== Your goal ==
The data below holds a line containing "of the number" and a line containing "of the black"; please quote exactly those two lines and every line between them, and nothing else.

═════ Records to use ═════

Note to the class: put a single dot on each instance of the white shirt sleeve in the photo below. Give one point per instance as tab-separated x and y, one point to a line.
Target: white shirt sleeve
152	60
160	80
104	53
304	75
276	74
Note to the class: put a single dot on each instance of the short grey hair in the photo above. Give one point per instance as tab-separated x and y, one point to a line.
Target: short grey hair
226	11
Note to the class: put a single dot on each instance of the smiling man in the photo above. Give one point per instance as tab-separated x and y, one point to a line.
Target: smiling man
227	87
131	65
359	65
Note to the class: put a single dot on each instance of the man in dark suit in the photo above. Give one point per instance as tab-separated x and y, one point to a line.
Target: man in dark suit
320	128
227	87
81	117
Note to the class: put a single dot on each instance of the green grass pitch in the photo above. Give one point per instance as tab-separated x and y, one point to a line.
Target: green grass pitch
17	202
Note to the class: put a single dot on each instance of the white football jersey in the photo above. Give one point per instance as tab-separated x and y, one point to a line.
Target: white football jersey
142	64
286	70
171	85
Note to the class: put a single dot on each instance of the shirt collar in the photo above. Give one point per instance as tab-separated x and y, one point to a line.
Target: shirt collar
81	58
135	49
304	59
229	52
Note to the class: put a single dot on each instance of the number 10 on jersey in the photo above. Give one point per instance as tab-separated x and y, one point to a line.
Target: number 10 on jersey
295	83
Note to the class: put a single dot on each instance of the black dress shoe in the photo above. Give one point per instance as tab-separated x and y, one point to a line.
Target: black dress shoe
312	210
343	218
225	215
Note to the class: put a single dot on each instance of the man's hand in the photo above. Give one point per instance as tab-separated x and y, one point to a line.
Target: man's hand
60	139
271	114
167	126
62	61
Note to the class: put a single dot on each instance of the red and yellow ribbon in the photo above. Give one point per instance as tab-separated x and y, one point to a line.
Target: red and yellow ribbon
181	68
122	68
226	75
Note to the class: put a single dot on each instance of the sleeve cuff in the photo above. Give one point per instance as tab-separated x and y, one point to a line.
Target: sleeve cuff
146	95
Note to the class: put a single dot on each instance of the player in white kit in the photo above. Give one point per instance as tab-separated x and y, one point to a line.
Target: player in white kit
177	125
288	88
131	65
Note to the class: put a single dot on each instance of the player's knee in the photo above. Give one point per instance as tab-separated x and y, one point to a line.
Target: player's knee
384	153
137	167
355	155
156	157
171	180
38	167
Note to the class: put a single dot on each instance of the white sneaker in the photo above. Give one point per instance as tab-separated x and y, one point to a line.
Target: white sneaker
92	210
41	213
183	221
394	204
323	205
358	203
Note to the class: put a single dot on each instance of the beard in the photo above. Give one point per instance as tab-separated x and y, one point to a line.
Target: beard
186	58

═════

== Your solution ==
Note to the class: put a single dot on each instance of the number 10 on jersey in the photo above. Give one point per instance as tab-separated x and y, one point to a line.
Target: number 10 on jersey
295	83
Note to the class: put a single dot on each instance of the black dress shoe in the photo above. Give one point per instance as tab-separated x and y, one point to a line.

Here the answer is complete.